## Instructions to follow
Set down the entries that follow exactly as written, leaving out any images.

## Data for this task
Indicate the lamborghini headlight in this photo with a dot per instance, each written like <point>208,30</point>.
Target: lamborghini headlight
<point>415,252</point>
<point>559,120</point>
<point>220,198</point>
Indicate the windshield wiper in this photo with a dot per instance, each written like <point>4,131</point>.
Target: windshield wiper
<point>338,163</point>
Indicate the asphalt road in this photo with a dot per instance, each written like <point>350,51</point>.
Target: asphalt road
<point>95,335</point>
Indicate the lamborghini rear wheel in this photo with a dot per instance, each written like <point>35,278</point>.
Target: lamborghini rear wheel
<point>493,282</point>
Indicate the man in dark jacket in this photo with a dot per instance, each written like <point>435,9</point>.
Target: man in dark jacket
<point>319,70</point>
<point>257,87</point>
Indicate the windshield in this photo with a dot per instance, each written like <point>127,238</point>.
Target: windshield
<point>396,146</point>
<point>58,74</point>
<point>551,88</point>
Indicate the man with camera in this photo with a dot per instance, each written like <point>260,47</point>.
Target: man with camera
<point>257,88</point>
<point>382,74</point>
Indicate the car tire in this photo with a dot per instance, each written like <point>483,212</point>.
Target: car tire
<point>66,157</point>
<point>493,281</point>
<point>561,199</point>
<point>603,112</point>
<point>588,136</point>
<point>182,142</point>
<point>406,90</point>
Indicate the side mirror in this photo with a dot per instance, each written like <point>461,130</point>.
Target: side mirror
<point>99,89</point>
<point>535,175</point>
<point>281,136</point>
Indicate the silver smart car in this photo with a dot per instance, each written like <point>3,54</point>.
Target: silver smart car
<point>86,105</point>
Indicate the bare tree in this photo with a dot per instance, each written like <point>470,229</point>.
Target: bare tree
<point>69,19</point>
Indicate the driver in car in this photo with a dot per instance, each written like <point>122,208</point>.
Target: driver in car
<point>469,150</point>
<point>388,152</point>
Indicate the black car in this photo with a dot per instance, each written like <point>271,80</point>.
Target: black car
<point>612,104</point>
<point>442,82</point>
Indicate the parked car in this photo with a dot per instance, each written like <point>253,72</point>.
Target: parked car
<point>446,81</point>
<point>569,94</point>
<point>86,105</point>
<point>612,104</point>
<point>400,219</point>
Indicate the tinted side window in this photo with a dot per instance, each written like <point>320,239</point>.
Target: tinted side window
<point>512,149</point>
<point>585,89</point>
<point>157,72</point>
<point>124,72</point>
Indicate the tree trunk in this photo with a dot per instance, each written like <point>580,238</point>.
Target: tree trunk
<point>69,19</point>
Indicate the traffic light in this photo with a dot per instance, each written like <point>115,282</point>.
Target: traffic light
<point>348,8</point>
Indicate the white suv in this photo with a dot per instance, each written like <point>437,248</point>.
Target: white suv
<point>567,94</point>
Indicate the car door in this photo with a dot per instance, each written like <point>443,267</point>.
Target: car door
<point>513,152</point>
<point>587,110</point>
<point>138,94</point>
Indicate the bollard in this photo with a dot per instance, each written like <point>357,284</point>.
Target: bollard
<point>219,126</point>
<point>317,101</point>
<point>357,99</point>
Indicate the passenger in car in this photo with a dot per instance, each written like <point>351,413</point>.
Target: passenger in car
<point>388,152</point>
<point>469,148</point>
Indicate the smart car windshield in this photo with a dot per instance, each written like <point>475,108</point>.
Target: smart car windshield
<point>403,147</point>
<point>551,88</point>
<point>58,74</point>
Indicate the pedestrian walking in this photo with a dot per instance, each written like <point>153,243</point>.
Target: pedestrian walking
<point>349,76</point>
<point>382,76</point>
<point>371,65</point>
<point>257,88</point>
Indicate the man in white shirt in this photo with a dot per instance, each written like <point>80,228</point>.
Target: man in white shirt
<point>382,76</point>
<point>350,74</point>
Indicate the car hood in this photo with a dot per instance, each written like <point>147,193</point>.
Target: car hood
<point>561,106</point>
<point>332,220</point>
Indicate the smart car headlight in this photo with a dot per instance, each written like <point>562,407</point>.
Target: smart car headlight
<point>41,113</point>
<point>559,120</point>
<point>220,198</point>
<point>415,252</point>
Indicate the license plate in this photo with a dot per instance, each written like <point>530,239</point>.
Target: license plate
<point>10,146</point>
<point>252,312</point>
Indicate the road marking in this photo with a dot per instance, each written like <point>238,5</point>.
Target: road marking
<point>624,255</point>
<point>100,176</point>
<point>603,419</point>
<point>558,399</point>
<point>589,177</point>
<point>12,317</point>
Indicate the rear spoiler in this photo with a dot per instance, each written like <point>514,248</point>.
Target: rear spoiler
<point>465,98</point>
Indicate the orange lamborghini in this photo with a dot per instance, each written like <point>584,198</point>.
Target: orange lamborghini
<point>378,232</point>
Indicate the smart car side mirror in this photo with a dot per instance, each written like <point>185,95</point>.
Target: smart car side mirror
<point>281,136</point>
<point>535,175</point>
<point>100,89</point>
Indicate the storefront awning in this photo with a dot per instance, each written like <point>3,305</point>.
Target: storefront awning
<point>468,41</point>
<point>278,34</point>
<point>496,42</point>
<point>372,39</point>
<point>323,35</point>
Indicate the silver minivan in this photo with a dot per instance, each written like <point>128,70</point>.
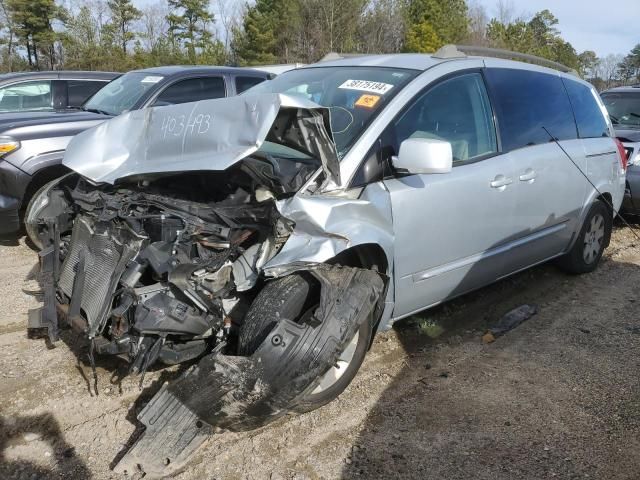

## Answer below
Indicate the lamborghini headlight in this photo with a dot per instance, each written like <point>208,30</point>.
Target: lamborghini headlight
<point>415,252</point>
<point>559,120</point>
<point>220,198</point>
Indicate the windshield wiper in this photo with a dot per instance, each written like <point>4,131</point>.
Target: windshield wiper
<point>338,163</point>
Indicate the asphalt road in this photo with a dot per instance, each written like <point>350,51</point>.
Target: asphalt road
<point>95,335</point>
Indicate the lamborghini rear wheel in this photo with a dot per instance, each written like <point>35,278</point>.
Target: lamborghini rear wheel
<point>493,282</point>
Indicate the man in dark jacket in this photo with a dot per instance, each written like <point>435,9</point>.
Target: man in dark jacket
<point>319,70</point>
<point>257,87</point>
Indicate the windshield in this photo with a dot per instance, each written like <point>127,238</point>.
Target: windshield
<point>396,146</point>
<point>58,74</point>
<point>551,88</point>
Indicate the man with camera in this photo with a dot per instance, each written like <point>260,47</point>.
Target: man with camera
<point>257,88</point>
<point>382,74</point>
Indicate the car tire in this photo with a dot per instance, each written like <point>483,212</point>.
Target: car tire
<point>66,157</point>
<point>493,281</point>
<point>561,199</point>
<point>603,112</point>
<point>588,136</point>
<point>182,142</point>
<point>406,90</point>
Indicate the side mirror in this photo with a dot per instance, each written like <point>461,130</point>.
Target: side mirror
<point>99,89</point>
<point>535,175</point>
<point>281,136</point>
Indicate the silver smart car in this photo with a dot per instance, each written like <point>3,54</point>.
Target: silver smart car
<point>86,105</point>
Indicate the bare tree in this photo with a dot per instance, each written like <point>470,229</point>.
Target: bare tree
<point>69,19</point>
Indicate the driver in car in this photo with a dot per instance, each written like <point>122,208</point>.
Target: driver in car
<point>469,150</point>
<point>388,152</point>
Indicate the black car in this photo with a dot per instance, each written like <point>271,80</point>.
Target: black car
<point>612,104</point>
<point>442,82</point>
Indicate the parked car in this photo with a dot per instance, each written like <point>253,72</point>.
Target: parked car
<point>446,81</point>
<point>569,94</point>
<point>86,105</point>
<point>612,104</point>
<point>400,219</point>
Indicate the tinted side window in this photo with a dot per instance, each written like <point>320,239</point>.
Target: tinted side window
<point>512,149</point>
<point>585,89</point>
<point>157,72</point>
<point>124,72</point>
Indicate the tree trunk in this photo with a dot per instance, each written like <point>580,238</point>.
Target: tree trunk
<point>69,19</point>
Indicate the traffic light in this photo with a dot per instance, each written like <point>115,282</point>.
Target: traffic light
<point>348,8</point>
Indicate the white suv in this photo with a dot per instance, each written like <point>437,248</point>.
Target: white suv
<point>567,94</point>
Indicate the car door in this photo with a dot per instance, each written like <point>443,267</point>.
Target: car door
<point>513,152</point>
<point>587,110</point>
<point>138,94</point>
Indicate the bollard in this photo with a dot per instance, each written like <point>357,284</point>.
Target: bollard
<point>219,126</point>
<point>317,101</point>
<point>357,99</point>
Indicate the passenger in car in this photo with a dot per instance, each written like <point>351,413</point>.
Target: passenger in car
<point>388,152</point>
<point>469,148</point>
Indicate the smart car windshield in this photo with a dot per instance, each written like <point>475,108</point>.
Target: smart car windshield
<point>403,147</point>
<point>551,88</point>
<point>58,74</point>
Indicate the pedestrian walking in this photo with a dot per instance, each written like <point>153,243</point>.
Target: pedestrian walking
<point>349,76</point>
<point>382,76</point>
<point>371,65</point>
<point>257,88</point>
Indicate the man in white shirt in this photo with a dot per instance, each written like <point>80,228</point>.
Target: man in white shirt
<point>382,76</point>
<point>350,74</point>
Indicate the car hood in this photo with a dot per instance, each written like <point>147,193</point>.
Target: car hood
<point>561,106</point>
<point>332,220</point>
Indicate the smart car headlight in this photo with a dot per instance, each written like <point>562,407</point>.
Target: smart car headlight
<point>41,113</point>
<point>559,120</point>
<point>220,198</point>
<point>415,252</point>
Indicate the license plate in this photo with a dot per instance, each written like <point>530,239</point>.
Target: license plate
<point>10,146</point>
<point>252,312</point>
Indicate the road marking in this photo with a dot per instance, each written like <point>238,5</point>.
Target: road marking
<point>624,255</point>
<point>100,176</point>
<point>603,419</point>
<point>558,399</point>
<point>589,177</point>
<point>12,317</point>
Indicate the rear spoiler in this photo with a dot per instance, each written like <point>514,248</point>.
Target: rear spoiler
<point>465,98</point>
Indicate the orange lamborghini in this photo with a dot per instance, each written like <point>584,198</point>.
Target: orange lamborghini
<point>378,232</point>
Indicate the smart car side mirror in this photo with a dot per instance, each written like <point>185,95</point>.
Target: smart car side mirror
<point>281,136</point>
<point>535,175</point>
<point>100,89</point>
Indicate the storefront awning in this photo with a dot per instance, each written like <point>3,305</point>.
Target: storefront awning
<point>468,41</point>
<point>278,34</point>
<point>496,42</point>
<point>372,39</point>
<point>323,35</point>
Indicate the silver minivan in this photo with a dot per instance, each written like <point>128,70</point>.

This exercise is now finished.